■ **Requirements**:
Give again everything in the data from the line containing "the front bumper" down to the end, switching "front bumper" to "rear bumper" and leaving all else unchanged.

■ **Recorded data**:
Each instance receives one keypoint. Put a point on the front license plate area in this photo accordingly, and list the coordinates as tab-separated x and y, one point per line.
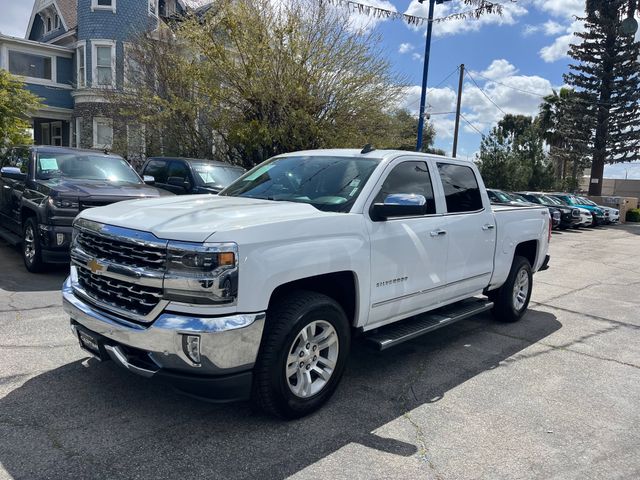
91	344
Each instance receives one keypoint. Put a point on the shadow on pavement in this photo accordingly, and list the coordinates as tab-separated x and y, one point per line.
14	277
92	420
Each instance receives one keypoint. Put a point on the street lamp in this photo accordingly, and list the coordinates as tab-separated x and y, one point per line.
425	71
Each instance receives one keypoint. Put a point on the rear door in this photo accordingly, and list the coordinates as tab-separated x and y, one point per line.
471	230
5	189
408	255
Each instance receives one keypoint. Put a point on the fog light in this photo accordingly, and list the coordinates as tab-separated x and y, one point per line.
191	347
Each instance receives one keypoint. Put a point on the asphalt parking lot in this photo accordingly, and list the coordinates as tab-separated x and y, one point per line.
556	395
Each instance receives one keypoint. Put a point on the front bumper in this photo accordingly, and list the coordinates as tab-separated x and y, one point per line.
228	347
55	241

■ **Exercise answer**:
Each instance receives one keypoint. Put a point on the rear bumper in this photo accordingly, and list the coordinates as tab-separated x and y, one point per line.
228	347
55	241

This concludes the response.